[Entries on locating named things]:
>> start

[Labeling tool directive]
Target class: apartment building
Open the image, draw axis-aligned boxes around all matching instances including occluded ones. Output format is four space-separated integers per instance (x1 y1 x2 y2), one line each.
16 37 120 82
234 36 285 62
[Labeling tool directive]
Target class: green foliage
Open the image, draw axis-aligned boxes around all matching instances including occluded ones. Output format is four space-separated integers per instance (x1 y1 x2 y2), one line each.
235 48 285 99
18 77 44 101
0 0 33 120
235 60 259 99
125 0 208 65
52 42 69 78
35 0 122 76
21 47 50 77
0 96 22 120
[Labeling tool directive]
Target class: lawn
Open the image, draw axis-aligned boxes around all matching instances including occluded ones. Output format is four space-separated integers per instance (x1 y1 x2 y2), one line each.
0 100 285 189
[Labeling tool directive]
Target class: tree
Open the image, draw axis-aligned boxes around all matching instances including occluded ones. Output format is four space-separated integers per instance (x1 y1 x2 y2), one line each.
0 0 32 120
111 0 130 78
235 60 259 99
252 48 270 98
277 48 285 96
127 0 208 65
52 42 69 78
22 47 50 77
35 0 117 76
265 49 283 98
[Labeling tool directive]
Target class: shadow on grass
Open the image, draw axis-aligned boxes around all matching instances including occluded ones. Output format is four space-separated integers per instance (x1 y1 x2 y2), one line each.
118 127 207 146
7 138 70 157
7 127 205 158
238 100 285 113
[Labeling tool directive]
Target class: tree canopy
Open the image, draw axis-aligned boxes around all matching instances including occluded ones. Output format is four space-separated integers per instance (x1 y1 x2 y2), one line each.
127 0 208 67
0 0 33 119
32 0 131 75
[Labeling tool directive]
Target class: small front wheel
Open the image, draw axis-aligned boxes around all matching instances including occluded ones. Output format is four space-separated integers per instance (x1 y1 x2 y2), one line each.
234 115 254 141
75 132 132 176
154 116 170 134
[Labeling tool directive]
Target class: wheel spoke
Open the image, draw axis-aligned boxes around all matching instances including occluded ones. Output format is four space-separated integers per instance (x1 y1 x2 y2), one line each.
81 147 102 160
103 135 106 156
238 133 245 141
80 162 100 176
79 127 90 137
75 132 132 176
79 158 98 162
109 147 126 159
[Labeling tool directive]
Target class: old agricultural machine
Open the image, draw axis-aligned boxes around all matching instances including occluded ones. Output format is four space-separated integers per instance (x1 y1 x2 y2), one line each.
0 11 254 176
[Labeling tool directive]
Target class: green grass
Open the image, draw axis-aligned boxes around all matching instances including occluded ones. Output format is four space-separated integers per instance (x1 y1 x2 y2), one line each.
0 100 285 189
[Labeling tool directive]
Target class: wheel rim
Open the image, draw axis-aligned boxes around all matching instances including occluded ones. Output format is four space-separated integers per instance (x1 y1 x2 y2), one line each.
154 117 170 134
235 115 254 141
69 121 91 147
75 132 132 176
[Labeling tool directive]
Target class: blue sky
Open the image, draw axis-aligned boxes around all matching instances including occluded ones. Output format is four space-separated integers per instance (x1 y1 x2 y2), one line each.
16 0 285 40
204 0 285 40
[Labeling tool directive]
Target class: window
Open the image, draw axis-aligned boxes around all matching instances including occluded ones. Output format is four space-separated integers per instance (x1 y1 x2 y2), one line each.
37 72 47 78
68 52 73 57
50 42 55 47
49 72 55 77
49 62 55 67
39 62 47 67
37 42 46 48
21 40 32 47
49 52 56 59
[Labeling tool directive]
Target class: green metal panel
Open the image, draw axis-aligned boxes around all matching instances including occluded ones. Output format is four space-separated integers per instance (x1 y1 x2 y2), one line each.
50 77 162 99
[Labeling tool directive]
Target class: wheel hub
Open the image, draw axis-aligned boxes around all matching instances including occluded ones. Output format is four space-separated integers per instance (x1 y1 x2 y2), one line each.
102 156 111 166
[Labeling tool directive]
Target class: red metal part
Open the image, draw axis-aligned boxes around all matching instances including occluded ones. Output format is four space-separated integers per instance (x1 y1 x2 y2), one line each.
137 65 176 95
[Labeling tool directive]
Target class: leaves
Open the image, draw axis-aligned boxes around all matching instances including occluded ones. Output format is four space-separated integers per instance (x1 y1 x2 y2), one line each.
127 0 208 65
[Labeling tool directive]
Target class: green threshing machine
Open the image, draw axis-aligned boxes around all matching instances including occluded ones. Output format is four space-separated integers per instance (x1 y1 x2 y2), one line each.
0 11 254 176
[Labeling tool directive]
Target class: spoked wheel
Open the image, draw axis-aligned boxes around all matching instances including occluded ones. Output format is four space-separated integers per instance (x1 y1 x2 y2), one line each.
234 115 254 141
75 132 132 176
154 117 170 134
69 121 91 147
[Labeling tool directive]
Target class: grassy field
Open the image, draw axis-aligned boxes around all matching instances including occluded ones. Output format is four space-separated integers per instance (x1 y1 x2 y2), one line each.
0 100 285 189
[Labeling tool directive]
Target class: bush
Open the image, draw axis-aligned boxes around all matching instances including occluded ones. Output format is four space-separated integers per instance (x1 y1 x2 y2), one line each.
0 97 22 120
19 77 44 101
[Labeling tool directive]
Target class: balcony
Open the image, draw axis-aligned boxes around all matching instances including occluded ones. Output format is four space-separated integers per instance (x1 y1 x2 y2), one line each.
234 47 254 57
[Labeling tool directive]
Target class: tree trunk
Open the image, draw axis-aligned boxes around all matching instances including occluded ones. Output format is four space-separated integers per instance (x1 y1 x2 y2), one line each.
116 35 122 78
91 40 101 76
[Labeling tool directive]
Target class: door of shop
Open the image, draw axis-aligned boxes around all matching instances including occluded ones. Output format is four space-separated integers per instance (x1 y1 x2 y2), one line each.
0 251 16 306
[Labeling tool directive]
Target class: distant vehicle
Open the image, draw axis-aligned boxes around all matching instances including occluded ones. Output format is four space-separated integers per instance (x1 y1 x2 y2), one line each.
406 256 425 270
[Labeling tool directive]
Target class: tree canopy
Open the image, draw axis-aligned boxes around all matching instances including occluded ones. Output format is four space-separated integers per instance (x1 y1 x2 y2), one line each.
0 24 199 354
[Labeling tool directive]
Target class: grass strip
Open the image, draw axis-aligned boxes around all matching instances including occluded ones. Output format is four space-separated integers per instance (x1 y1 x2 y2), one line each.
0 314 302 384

>> end

[WHAT TO PRODUCE]: Reproduce word for word the stretch of the records above from their first line through the line containing "234 36 285 62", with both ends included.

[COMPLETED EXERCISE]:
[Labeling tool directive]
Target class: apartment building
Open the image, draw axis-aligned boxes around all matching instances including occluded ones. Output format is four space-separated integers per instance (x1 y1 x2 y2), one line each.
16 37 120 82
234 36 285 62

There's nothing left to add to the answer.